** Start of PASSAGE GIVEN **

The people that pass in the street present certain points of contrast with the passers-by in Buenos Ayres. Clearly the writer in a North-American encyclopædia who stated that Montevideo was “one of the most cosmopolitan towns in South America” was scarcely entitled to the editorial description of “authority on Latin America.” I remember also that the same writer alleged there were no fewer than sixteen public squares in the city, which assertion, together with that already mentioned, leads me to suspect he never saw it with his own eyes. Cosmopolitanism is precisely the last impression one is likely to carry away from Montevideo. Italians are to be seen in considerable numbers, but the appearance of the people as a whole is essentially Spanish. The Iberian type has been better preserved here than on the other side of the river; Spanish character informs the life of the people to a larger extent. French and German residents there are, but in numbers so inconsiderable that, even together with the English and American population, they represent a very small percentage of the whole. After the Italians and Spaniards, the largest foreign element is probably Brazilian, which in the general population of the country exceeds the French and all other nationalities combined, exclusive of the Argentines. In fact, there is little similarity in the composition of the populations that exist on the opposing banks of the River Plate.

Such foreign element as one sees in the streets is chiefly representative of the casual visitors brought to the town for a few hours, a day or so, by the numerous steamers that make it a port of call on their way to or from Buenos Ayres or, by the Straits of Magellan, to or from the Pacific Coast. Groups of fair-headed Germans and fresh-complexioned Britons are thus frequently to be met wandering about from plaza to plaza during the brief stay of their ships in the roadstead. Australian vessels also touch at Montevideo, and then one will notice groups of twenty or thirty odd-looking people straying somewhat timorously along the unfamiliar streets, their garb leaving one in doubt as to whence they hail, though the usually dowdy appearance of their womenkind permits no possible doubt of their Anglo-Saxon origin.

The women of Montevideo are celebrated throughout South America for their beauty and elegance of manners. In this regard, the town enjoys something of the European fame of Buda-Pesth, and certainly no Oriental (the Uruguayan, by the way, likes to be known as an Oriental, the proper style of the republic being República Oriental del Uruguay) ever talks to a Gringo about his capital city without mentioning that it is celebrated for its lindas mujeres. True enough, it deserves its reputation as a town of beautiful women, for most of the Montevidean ladies have a beauty that is curiously in keeping with the official name of the Republic,—oriental! They are of the languorous, dark-eyed type—beauty that has a touch of the Jewish in it—and they are far more naturally graceful than the ladies of Buenos Ayres, whom they make no effort to imitate in the matter of elaborate dress, their tastes running on simpler lines, with the exception, perhaps, of a notable fondness for elaborate coiffures. I was told by my Spanish lady secretary, who had lived for some years in Buenos Ayres before coming to Montevideo (and to whom I owed a good deal of my information on the domestic habits of the people), that those charming ladies of Montevideo completely outdid the Argentines in the matter of postizos, as many as seven or eight different pieces of made-up hair being added to their natural tresses. The sign postizos (false hair) was one of the most familiar in the streets of Montevideo, where coiffeurs abound.

** End of PASSAGE GIVEN **

» **INSTRUCTION 1**: Print the records word for word, starting at the line that contains "Security camera analysis — pinpoint the green" and ending with the final line of the records.

** Start of RECORDED DATA **

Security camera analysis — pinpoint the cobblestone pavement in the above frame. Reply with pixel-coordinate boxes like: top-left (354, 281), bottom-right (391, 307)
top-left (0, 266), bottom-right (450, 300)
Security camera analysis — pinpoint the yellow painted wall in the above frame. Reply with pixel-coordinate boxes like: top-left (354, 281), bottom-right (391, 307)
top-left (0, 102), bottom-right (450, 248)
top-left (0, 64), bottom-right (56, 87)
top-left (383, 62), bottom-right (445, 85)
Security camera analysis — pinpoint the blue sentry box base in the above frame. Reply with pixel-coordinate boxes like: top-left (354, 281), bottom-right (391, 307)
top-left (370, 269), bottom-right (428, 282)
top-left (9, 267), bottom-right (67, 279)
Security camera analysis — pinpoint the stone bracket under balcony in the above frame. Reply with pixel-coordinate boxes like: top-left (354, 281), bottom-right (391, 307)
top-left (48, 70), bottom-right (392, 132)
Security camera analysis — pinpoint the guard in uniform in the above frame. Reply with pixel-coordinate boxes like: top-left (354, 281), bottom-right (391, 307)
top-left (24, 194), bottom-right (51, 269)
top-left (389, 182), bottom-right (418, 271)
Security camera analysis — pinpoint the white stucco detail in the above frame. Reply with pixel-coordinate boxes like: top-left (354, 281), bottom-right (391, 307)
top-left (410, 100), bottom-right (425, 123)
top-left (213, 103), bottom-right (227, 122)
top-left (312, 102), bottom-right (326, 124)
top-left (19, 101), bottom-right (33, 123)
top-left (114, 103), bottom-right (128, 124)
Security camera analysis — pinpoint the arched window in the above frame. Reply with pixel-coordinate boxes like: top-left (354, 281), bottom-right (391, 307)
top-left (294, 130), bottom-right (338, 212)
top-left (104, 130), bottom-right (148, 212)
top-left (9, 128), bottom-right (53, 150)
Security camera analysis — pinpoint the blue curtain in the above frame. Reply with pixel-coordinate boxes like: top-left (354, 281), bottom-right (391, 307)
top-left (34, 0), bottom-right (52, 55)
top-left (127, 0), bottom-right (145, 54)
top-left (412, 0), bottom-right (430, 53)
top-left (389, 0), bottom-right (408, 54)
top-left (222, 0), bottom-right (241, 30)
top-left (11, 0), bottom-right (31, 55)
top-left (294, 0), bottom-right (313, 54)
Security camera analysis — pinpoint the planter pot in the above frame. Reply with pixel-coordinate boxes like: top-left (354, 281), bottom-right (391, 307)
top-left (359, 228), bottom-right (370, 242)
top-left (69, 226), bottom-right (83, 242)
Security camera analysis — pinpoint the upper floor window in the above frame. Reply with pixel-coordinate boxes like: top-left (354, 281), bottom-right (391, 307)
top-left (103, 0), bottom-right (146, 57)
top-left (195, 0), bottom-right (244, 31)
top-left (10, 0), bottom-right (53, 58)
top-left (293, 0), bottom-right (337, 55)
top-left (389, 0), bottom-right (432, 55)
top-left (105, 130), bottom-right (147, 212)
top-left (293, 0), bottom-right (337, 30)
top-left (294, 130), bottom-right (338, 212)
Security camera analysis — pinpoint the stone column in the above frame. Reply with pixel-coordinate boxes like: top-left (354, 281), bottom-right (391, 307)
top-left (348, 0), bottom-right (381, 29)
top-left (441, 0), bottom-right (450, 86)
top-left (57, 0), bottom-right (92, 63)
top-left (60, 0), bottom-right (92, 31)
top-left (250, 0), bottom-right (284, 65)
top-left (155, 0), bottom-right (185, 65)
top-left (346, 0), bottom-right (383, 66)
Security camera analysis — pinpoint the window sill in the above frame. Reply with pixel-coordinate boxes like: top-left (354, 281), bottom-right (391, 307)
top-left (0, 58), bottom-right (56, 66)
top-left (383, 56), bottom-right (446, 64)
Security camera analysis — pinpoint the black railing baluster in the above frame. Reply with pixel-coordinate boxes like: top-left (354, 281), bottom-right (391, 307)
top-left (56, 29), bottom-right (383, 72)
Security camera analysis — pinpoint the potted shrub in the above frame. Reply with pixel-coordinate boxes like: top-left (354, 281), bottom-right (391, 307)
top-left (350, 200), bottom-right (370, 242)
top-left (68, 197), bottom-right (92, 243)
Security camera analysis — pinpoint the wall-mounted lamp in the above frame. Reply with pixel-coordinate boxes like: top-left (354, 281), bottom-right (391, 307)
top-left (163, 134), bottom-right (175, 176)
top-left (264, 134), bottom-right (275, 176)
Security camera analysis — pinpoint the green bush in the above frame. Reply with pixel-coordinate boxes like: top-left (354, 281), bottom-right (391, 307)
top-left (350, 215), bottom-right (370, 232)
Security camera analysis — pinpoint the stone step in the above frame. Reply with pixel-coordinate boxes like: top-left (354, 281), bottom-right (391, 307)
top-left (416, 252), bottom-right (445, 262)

** End of RECORDED DATA **

» **INSTRUCTION 2**: According to the passage on Montevideo, what does the word "postizos" on the street sign mean?

» **FULL OUTPUT 1**:
Security camera analysis — pinpoint the green bush in the above frame. Reply with pixel-coordinate boxes like: top-left (354, 281), bottom-right (391, 307)
top-left (350, 215), bottom-right (370, 232)
Security camera analysis — pinpoint the stone step in the above frame. Reply with pixel-coordinate boxes like: top-left (354, 281), bottom-right (391, 307)
top-left (416, 252), bottom-right (445, 262)

» **FULL OUTPUT 2**: False hair.